◆ PROBLEM TO WORK ON
In your copy of the data, omit the pictures and keep all else exactly as given.

◆ SUPPLIED MATERIAL

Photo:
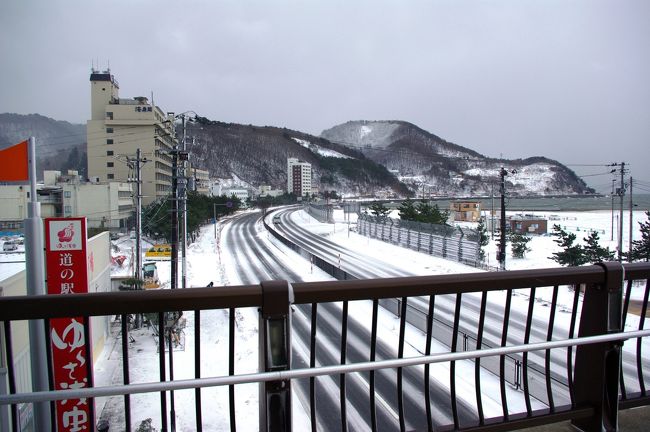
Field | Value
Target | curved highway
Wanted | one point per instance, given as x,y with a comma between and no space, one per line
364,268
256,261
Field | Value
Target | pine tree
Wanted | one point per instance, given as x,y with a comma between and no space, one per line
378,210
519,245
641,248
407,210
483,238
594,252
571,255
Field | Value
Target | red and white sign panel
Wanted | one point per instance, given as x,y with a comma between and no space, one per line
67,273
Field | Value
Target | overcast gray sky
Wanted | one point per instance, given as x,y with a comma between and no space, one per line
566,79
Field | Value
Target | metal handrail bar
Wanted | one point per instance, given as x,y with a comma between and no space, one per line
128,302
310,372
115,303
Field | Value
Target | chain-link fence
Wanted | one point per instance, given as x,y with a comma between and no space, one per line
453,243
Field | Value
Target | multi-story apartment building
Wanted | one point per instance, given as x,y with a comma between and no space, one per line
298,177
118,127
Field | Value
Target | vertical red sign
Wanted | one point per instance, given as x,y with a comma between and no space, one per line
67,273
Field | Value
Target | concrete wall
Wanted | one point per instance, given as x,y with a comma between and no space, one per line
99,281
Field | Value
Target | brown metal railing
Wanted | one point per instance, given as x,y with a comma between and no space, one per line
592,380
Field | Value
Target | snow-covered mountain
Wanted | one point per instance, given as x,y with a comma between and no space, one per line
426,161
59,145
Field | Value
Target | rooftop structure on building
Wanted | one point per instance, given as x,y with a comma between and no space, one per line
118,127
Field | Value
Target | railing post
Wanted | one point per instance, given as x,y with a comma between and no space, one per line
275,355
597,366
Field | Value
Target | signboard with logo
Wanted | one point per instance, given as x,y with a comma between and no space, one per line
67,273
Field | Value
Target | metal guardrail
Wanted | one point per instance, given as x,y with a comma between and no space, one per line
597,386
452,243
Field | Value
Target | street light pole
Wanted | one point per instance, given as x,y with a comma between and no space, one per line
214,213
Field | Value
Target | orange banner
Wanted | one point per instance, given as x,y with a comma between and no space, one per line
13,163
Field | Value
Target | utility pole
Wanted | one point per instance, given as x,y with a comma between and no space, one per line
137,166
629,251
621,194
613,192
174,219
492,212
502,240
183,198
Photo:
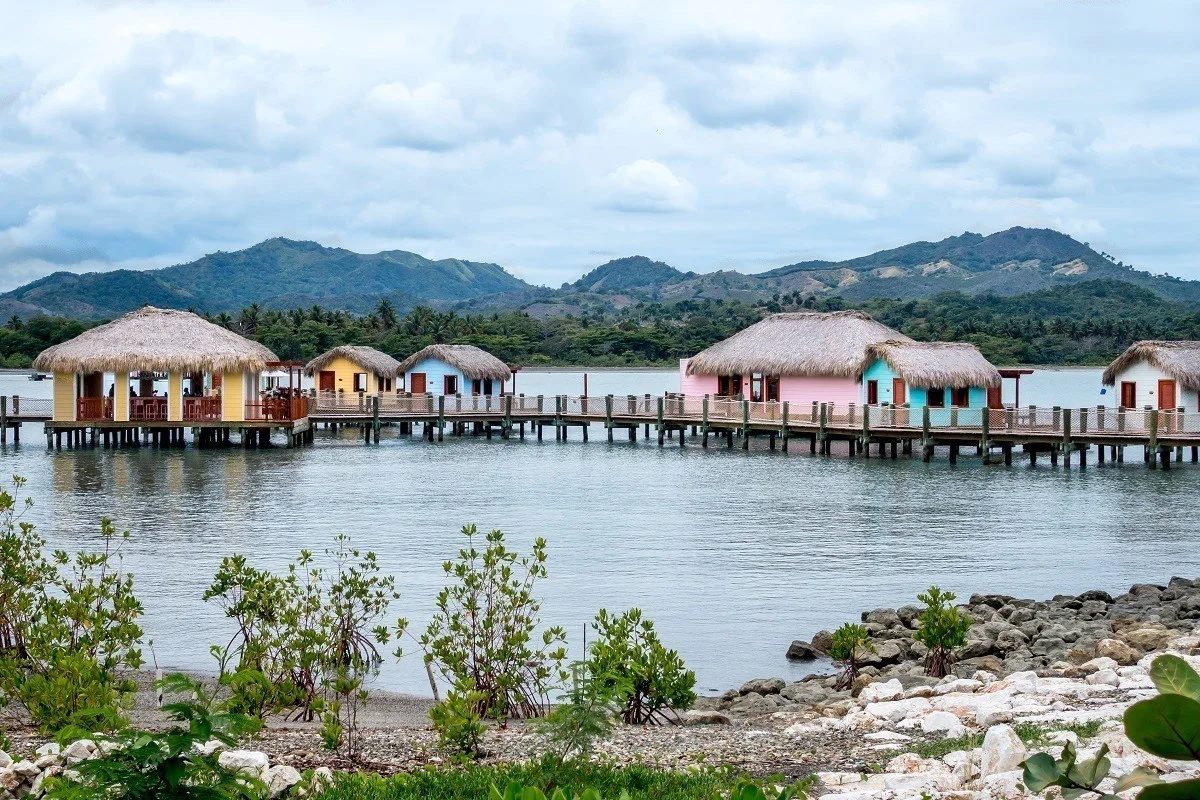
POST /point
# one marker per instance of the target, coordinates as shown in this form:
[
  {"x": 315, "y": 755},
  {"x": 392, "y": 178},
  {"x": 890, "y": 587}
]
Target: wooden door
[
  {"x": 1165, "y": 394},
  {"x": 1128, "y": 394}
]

◆ ANSWER AREA
Photo:
Field | Value
Target | curved highway
Wanted | one point per instance, given as x,y with a comma between and no space, one per line
364,268
256,261
Field | Value
Target | pine tree
Wanted | one point per instance, given as x,y with a comma between and no space, one per line
378,210
519,245
641,248
407,210
483,238
594,252
571,255
Field | Value
Target | red and white sign panel
Wanted | one point per instance, given as x,y with a comma between and no space, one per line
67,273
Field | Value
Target | overcast gray sky
Wanted | one point per instance, given as x,y with a comma between and no space, one per line
566,79
Field | Value
Target | metal handrail bar
Wanted | one point per instance, given as x,y with a comma between and no space, one per line
128,302
310,372
115,303
Field | Value
Target | chain-link fence
Wanted | one point per instance, given as x,y with a comma between and no space, one per line
453,243
Field | Value
Target | multi-story apartment building
Wanted | one point per instance, given as x,y with a comma between and no space, one per line
298,177
118,127
Field | Value
Target | vertical red sign
Wanted | one point per instance, given as x,y with a comma between and no space, one per line
67,273
Field | Value
Target | concrete wall
Wanted | one point per instance, given as x,y with a comma between and no space, one per line
99,281
Field | Value
Target | brown metal railing
Wanted | one point per instance, given as x,y with a comma between and no space, one per line
592,380
Field | Value
Target | snow-covered mountain
Wanted | one point per instance, given as x,y with a comma between and no space, one per line
426,161
59,145
Field | Value
Target | rooftop structure on building
Wanted | one point per instance, given as x,y with a comma between and no space, one per line
118,127
Field | Value
Target | railing post
Wanted | one point per instance, given as x,y with a comma between and no space, one per line
275,355
597,366
Field | Value
Target | signboard with logo
Wanted | one point per instance, given as x,y with a comma between and no space, one per line
67,273
Field | Value
Target | metal guardrail
Wanted | one point per instance, given as x,y with a comma between and no space, one per line
597,386
452,243
Field | Value
Target | street light pole
Wanted | one point per instance, given as x,y with a comma between and no space, one per line
214,213
Field | Value
Target | orange banner
Wanted | one point per instance, given as x,y with a comma between and no space, one per line
13,163
Field | Value
Target | utility pole
Wanted | one point per instance, given as x,y with a comma between and no space, one per line
137,166
629,251
621,194
613,192
174,219
492,212
502,240
183,198
Photo:
POST /point
# one marker per instance of the target, coordinates as shown in this form:
[
  {"x": 315, "y": 755},
  {"x": 392, "y": 178},
  {"x": 890, "y": 587}
]
Target: wooden door
[
  {"x": 1165, "y": 394},
  {"x": 1128, "y": 394}
]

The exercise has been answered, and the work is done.